--- Begin RECORDS SHOWN ---
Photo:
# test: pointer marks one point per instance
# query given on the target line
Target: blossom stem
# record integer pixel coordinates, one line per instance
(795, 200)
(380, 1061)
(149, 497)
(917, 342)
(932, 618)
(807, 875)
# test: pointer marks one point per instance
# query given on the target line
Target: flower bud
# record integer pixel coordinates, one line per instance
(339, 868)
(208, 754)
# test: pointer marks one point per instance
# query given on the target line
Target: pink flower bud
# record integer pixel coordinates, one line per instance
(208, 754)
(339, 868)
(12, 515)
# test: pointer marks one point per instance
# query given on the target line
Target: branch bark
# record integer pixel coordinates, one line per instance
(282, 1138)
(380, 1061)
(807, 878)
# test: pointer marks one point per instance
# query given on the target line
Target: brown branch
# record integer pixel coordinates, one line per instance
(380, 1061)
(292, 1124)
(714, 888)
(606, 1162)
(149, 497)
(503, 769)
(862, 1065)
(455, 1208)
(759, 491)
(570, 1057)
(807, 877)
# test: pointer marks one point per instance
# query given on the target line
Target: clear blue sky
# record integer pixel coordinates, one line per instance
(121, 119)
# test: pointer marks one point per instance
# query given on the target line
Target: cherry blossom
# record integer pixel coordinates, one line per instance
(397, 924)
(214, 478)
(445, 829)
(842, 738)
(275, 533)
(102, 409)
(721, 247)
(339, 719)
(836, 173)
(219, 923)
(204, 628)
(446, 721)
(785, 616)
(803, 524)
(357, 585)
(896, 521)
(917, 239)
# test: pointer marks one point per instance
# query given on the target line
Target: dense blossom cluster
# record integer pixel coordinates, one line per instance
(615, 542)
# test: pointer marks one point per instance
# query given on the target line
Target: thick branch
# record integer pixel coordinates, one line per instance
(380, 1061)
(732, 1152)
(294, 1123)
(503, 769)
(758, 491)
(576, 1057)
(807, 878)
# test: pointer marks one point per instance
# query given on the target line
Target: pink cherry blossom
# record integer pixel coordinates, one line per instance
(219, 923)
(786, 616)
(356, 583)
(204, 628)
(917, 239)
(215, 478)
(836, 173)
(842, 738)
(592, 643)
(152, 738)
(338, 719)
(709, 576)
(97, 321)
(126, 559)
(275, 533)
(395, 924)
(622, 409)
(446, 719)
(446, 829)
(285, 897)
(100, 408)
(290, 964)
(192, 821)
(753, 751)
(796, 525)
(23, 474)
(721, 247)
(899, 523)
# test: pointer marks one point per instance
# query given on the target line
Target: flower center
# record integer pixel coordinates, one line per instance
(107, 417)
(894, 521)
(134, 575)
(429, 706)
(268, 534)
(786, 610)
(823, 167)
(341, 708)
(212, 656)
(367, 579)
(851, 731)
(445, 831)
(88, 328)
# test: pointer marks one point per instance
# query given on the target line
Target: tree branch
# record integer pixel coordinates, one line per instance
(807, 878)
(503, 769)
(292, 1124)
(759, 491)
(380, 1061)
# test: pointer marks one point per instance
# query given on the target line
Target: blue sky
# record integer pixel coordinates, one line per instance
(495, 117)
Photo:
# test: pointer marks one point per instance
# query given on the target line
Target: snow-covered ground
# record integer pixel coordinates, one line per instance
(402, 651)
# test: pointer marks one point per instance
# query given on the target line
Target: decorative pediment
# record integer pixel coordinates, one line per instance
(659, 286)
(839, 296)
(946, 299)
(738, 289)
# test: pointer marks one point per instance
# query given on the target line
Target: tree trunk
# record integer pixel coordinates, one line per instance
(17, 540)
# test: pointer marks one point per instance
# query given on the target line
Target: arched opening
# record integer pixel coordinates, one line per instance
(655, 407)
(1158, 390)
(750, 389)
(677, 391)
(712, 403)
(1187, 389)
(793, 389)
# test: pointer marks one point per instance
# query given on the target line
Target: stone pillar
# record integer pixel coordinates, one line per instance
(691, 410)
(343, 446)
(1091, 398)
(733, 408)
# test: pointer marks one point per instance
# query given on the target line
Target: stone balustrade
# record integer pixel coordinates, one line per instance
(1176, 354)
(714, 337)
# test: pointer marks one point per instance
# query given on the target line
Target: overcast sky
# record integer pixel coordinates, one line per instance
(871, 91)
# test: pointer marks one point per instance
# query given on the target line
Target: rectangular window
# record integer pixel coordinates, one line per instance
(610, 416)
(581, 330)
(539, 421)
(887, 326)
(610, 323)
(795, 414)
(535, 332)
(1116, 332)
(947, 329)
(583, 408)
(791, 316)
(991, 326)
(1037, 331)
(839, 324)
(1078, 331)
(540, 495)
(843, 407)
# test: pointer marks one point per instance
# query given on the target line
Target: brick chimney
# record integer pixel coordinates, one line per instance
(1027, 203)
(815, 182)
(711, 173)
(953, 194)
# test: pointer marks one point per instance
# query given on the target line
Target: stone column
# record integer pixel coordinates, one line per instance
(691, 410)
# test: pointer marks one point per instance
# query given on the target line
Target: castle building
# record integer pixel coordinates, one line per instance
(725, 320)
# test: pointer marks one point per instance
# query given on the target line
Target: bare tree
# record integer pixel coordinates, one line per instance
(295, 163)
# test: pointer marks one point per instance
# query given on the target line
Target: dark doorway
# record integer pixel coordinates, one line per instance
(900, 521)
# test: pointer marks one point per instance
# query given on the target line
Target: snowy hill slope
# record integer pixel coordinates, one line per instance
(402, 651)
--- End RECORDS SHOWN ---
--- Begin RECORDS SHOWN ---
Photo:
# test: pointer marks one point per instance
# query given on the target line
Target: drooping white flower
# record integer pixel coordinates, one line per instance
--- End RECORDS SHOWN ---
--- Begin RECORDS SHOWN ---
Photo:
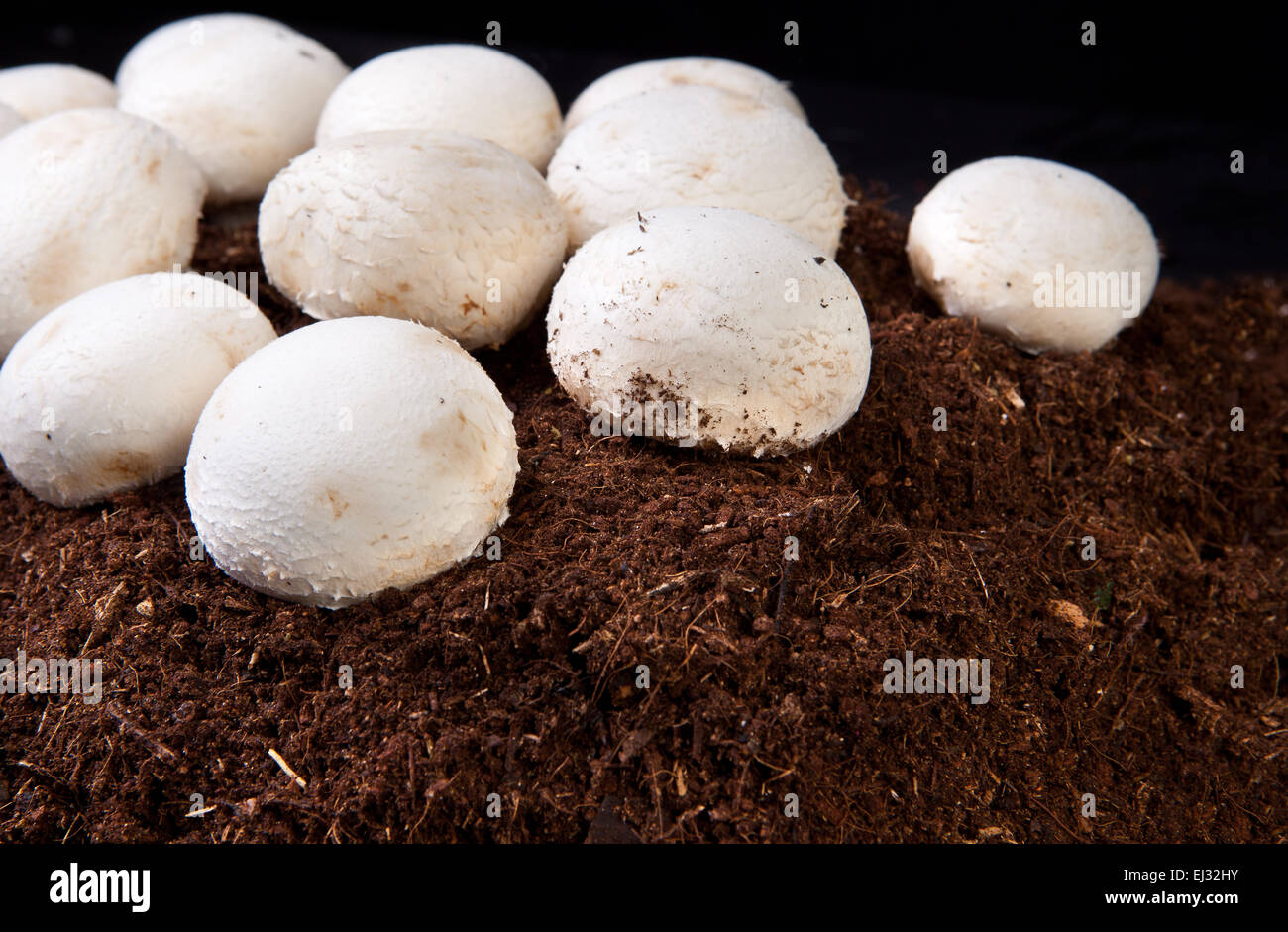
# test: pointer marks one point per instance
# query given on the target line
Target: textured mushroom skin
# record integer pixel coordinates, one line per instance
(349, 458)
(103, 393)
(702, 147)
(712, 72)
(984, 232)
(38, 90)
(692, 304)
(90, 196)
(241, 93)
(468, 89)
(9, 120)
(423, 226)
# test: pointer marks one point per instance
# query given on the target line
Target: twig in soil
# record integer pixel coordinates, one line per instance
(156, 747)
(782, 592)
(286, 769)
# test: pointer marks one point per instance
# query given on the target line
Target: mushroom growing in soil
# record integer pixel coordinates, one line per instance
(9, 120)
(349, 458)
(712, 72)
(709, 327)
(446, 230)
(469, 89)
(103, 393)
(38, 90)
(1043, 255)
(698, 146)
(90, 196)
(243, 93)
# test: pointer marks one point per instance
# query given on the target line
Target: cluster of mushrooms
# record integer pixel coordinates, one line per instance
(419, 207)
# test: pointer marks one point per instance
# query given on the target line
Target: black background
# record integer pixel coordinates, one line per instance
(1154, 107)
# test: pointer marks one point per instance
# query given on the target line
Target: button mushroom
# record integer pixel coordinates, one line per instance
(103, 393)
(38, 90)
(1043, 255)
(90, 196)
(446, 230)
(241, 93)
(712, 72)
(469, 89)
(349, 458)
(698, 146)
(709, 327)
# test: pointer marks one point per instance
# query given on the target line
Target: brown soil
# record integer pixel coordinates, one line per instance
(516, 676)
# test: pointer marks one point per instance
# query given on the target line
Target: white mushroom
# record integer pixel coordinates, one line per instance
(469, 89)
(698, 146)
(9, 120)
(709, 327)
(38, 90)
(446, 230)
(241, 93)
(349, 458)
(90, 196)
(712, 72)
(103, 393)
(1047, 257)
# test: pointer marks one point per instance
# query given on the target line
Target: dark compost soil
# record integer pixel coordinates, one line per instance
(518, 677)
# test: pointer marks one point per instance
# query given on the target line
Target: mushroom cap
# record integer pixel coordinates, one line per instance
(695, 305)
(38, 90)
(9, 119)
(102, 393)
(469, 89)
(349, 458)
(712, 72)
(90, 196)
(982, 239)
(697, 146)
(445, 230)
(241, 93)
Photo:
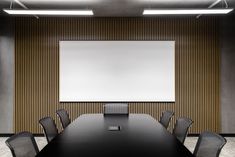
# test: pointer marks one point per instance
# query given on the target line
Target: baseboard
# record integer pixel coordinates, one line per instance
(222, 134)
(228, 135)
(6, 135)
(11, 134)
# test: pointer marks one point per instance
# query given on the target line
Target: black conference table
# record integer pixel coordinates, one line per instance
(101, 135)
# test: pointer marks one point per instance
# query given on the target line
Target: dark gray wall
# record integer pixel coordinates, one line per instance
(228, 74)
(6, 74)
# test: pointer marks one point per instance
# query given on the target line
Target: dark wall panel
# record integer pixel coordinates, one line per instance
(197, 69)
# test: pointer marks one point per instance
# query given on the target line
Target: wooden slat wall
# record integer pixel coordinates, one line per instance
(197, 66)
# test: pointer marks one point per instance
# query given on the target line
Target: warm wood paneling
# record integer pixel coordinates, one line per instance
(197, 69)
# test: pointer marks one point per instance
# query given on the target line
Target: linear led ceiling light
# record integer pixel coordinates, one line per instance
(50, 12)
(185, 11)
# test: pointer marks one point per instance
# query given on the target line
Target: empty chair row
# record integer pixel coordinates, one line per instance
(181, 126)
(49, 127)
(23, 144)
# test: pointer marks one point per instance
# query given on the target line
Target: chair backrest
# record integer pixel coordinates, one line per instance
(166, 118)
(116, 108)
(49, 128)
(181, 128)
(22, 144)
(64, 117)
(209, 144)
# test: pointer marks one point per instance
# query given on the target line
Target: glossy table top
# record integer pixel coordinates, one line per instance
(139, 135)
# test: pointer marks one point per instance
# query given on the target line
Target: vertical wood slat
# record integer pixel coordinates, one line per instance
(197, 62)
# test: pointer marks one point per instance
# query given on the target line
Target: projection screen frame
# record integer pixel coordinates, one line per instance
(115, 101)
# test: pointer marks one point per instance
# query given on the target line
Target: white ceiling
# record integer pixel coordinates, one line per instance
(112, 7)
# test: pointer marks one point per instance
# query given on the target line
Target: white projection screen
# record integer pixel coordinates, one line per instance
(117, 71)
--- End RECORDS SHOWN ---
**STATED GOAL:**
Select each line in the rows above that contains the word "cherry", and copy those lines.

**RESPONSE FOR THIS EXERCISE:**
Target: cherry blossom
Target: pink cherry blossom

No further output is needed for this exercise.